O juiz deve motivar suas decisões para garantir o contraditório e a ampla defesa, evitando formalismos e assegurando elementos probatórios efetivos.
A responsabilidade do magistrado em justificar suas decisões é um direito processual fundamental e desconsiderar isso implica em desvalorizar o contraditório e a ampla defesa como mera formalidade. A partir desse princípio, de forma espontânea, o Tribunal de Justiça da Bahia (TJ-BA) anulou, por falta de fundamentação, uma decisão que absolveu de imediato dois policiais militares acusados de um homicídio consumado e uma tentativa de homicídio.
No segundo momento, a deliberação do TJ-BA ressalta a importância da argumentação clara e objetiva para embasar um veredito justo e legítimo. A revisão da decisão anterior destaca a necessidade de garantir que as decisões judiciais estejam fundamentadas de forma a assegurar o devido processo legal e a efetivação da justiça.
Decisão sobre o caso dos homens baleados na Bahia
No que tange aos indícios de autoria criminosa, a deliberação se concentrou em indicar – por meio de um único parágrafo composto por apenas dois períodos – que ‘as provas produzidas revelam a suscitada excludente de ilicitude da legítima defesa própria e de terceiros’, sem, no entanto, identificar, mesmo que minimamente, quais os efetivos elementos probatórios que serviram de base a tal conclusão, conforme veredito unânime. Os crimes ocorreram em meio a um desentendimento em um bar no bairro Mussurunga, em Salvador, durante a madrugada de 5 de fevereiro de 2021. Dois homens foram alvejados pelos policiais militares.
_____
REQUISITOS DA TAREFA:
**1)** No texto sobre a decisão do TJ-BA, copie tudo desde "A responsabilidade do" até "tentativa de homicídio.".
**2)** Liste todos os nomes de lugares que aparecem no texto sobre a decisão do TJ-BA.
**3)** Segundo o texto sobre a decisão do TJ-BA, quando os crimes aconteceram?
A listagem não é necessária para este exercício.

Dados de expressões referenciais
_____
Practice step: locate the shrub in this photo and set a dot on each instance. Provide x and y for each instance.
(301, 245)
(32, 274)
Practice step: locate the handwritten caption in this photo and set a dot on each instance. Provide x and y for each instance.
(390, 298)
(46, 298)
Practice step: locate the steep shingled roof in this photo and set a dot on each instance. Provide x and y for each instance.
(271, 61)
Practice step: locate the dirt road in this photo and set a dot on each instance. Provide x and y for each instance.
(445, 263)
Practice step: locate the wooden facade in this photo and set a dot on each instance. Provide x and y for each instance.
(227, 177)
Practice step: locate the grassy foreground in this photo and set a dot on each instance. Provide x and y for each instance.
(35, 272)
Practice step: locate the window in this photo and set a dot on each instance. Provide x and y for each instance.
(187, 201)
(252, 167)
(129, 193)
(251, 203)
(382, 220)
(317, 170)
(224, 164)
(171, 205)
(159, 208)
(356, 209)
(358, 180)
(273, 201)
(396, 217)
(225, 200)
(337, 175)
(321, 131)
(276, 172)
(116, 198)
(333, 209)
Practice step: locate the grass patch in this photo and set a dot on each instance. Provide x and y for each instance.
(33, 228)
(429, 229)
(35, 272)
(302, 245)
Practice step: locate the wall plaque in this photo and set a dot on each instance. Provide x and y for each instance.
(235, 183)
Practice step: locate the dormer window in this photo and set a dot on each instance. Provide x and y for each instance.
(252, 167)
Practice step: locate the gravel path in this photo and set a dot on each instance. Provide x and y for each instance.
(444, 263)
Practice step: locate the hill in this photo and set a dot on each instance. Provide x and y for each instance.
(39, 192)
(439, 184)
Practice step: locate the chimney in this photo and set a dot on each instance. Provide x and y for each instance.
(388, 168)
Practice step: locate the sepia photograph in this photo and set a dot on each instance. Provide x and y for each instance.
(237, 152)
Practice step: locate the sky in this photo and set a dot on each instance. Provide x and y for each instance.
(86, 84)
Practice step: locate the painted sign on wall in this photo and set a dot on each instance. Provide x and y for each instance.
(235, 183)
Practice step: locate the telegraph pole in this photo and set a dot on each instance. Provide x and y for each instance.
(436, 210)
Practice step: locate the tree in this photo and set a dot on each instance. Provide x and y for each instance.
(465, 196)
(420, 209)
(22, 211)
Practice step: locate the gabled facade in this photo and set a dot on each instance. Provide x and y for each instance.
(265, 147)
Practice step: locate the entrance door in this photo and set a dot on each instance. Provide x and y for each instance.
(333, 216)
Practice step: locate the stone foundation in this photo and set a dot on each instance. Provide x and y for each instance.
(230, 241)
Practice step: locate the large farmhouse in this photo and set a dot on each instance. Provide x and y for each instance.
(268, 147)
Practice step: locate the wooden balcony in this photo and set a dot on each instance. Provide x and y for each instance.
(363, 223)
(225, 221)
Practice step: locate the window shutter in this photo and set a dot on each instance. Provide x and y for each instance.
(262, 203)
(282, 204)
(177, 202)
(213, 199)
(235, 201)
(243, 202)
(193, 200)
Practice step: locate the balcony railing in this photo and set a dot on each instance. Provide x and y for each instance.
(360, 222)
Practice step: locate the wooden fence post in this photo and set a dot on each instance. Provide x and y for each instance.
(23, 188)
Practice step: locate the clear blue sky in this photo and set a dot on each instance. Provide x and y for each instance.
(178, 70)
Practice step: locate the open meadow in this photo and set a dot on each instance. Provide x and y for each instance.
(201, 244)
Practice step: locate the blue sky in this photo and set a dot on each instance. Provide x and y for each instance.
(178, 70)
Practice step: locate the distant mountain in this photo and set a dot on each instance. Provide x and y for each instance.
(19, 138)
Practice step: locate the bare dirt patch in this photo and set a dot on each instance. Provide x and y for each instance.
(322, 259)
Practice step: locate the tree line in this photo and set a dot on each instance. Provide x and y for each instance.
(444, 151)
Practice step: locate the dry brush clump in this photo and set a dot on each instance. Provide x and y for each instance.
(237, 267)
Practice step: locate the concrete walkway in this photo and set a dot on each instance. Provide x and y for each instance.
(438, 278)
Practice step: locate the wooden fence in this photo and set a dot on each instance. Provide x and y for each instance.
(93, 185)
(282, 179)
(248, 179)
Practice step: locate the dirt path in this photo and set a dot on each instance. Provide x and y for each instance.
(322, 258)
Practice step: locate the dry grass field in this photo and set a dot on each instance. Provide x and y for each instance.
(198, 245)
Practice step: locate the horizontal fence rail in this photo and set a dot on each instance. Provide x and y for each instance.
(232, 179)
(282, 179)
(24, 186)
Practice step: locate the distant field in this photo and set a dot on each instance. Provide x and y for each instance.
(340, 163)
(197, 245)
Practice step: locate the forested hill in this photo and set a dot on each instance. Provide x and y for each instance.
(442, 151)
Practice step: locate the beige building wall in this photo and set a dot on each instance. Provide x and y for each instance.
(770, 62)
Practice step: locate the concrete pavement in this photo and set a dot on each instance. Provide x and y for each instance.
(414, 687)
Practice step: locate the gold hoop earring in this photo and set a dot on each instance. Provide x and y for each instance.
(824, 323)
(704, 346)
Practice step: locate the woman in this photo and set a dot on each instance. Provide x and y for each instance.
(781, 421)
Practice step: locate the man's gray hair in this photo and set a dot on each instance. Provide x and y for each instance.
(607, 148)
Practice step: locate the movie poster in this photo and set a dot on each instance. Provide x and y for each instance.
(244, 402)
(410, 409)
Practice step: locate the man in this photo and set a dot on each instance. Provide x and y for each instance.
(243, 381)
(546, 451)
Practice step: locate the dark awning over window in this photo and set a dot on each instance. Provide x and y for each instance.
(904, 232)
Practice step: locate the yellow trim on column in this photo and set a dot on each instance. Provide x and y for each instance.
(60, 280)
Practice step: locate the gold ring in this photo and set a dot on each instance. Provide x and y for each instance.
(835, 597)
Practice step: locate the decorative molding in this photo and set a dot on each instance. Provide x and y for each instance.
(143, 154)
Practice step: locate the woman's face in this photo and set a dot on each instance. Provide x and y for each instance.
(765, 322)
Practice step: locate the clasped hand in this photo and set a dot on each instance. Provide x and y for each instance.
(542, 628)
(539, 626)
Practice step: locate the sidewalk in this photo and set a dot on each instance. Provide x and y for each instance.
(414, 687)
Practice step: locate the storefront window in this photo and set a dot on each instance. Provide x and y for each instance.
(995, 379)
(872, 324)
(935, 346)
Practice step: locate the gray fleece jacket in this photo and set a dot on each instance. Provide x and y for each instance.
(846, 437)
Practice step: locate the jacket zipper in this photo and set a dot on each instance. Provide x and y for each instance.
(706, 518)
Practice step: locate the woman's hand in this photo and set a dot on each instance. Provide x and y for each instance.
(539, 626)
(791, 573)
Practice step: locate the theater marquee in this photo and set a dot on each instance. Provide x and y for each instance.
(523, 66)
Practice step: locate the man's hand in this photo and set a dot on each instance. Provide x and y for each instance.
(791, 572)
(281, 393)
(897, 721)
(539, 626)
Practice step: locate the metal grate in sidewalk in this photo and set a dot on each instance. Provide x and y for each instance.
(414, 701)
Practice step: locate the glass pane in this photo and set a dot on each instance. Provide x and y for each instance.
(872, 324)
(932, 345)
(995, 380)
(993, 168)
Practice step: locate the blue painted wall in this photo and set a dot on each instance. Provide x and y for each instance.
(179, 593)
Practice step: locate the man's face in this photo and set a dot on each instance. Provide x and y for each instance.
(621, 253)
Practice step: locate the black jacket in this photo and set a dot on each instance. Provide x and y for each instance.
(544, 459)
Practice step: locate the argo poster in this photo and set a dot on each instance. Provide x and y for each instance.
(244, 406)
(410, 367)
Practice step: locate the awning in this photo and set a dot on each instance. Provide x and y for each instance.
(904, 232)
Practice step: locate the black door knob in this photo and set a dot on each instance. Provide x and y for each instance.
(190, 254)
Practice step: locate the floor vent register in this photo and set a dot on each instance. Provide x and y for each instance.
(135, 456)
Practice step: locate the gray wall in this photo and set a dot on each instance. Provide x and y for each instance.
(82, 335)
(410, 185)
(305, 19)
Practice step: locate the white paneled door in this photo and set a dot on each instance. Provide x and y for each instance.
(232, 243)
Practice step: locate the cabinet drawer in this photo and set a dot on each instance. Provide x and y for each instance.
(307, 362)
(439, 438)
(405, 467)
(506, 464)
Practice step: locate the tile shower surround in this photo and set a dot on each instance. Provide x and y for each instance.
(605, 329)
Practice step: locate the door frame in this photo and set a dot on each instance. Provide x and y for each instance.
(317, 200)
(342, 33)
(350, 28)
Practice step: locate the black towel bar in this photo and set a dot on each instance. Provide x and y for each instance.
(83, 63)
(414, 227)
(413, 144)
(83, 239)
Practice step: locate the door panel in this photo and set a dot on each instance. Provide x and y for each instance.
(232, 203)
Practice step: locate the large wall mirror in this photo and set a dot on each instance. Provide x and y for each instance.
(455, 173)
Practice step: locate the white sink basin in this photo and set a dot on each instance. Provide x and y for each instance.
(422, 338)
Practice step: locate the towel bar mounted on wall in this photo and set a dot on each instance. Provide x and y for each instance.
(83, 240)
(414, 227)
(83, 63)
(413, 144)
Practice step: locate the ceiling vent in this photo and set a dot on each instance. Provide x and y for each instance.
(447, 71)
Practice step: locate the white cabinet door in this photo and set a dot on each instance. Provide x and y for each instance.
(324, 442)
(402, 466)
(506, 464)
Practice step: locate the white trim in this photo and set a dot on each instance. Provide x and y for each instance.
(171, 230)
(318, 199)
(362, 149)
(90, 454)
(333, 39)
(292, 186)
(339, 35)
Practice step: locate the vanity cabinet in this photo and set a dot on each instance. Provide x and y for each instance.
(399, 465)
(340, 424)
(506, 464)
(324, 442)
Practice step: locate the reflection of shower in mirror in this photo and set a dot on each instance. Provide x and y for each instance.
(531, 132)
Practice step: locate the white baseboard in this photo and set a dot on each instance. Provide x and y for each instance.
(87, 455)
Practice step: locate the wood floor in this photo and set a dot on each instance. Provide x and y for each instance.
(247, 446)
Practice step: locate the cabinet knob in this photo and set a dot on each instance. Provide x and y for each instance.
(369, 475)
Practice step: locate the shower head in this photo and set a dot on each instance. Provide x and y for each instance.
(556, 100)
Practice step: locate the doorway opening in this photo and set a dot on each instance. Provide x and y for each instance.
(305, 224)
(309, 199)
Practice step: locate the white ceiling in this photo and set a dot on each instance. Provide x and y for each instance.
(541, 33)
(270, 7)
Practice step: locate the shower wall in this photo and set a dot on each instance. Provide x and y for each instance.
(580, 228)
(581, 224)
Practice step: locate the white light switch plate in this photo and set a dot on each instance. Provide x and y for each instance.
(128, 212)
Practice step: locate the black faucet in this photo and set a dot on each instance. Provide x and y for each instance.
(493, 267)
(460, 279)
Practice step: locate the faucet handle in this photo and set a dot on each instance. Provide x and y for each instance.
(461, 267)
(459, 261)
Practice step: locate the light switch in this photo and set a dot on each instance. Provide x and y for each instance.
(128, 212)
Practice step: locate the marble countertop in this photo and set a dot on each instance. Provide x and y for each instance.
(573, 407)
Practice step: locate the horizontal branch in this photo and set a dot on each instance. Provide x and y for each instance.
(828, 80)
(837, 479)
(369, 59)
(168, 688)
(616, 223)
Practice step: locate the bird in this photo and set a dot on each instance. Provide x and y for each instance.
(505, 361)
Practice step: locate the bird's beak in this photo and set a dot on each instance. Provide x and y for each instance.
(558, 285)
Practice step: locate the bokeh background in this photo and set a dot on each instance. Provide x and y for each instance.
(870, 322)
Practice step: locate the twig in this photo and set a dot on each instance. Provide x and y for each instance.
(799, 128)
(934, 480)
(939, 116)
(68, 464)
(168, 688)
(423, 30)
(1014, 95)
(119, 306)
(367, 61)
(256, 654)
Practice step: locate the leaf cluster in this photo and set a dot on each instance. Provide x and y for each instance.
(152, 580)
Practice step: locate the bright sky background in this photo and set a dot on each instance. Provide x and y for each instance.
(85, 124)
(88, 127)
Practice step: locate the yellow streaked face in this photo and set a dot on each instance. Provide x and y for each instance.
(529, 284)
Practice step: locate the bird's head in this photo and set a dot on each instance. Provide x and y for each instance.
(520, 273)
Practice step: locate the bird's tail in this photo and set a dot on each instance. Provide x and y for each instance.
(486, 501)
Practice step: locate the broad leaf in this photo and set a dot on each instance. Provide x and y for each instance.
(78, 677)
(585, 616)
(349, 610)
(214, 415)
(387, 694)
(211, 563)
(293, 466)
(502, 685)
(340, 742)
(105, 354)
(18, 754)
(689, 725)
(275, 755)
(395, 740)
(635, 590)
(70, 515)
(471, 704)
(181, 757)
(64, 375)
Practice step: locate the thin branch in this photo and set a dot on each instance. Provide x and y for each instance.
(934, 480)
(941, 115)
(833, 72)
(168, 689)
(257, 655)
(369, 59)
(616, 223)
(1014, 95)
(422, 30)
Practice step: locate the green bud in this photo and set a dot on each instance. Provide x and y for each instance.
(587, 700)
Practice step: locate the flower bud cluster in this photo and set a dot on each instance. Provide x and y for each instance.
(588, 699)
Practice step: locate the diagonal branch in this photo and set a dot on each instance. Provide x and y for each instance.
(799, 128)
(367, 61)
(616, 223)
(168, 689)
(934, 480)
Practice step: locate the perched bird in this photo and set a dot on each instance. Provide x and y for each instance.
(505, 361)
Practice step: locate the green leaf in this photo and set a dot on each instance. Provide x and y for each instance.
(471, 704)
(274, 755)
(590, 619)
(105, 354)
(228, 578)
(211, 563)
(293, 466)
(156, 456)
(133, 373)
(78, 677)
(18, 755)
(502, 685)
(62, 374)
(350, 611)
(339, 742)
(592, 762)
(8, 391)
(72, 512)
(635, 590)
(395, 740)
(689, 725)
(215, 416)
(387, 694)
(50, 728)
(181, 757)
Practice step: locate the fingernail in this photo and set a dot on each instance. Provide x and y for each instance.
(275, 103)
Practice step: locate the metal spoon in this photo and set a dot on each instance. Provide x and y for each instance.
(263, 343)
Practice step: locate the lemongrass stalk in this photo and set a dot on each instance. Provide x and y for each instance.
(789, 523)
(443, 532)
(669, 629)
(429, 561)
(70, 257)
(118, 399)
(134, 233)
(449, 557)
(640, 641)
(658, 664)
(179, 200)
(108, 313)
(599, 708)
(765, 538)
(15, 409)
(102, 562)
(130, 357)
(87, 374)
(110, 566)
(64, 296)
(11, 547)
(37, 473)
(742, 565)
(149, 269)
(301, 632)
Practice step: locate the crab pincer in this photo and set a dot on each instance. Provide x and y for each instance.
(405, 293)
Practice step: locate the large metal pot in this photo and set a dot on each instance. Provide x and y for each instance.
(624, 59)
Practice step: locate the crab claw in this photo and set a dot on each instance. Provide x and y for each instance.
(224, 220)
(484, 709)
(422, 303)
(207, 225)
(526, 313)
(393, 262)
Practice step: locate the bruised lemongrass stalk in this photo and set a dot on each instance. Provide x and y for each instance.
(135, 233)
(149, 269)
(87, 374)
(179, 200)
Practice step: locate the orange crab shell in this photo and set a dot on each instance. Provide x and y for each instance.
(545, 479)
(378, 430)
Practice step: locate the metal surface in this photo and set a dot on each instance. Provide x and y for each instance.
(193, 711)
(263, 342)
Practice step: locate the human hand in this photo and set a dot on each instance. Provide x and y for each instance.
_____
EXERCÍCIO RESOLVIDO:
**1)**
A responsabilidade do magistrado em justificar suas decisões é um direito processual fundamental e desconsiderar isso implica em desvalorizar o contraditório e a ampla defesa como mera formalidade. A partir desse princípio, de forma espontânea, o Tribunal de Justiça da Bahia (TJ-BA) anulou, por falta de fundamentação, uma decisão que absolveu de imediato dois policiais militares acusados de um homicídio consumado e uma tentativa de homicídio.

**2)** Bahia, Mussurunga, Salvador

**3)** Durante a madrugada de 5 de fevereiro de 2021.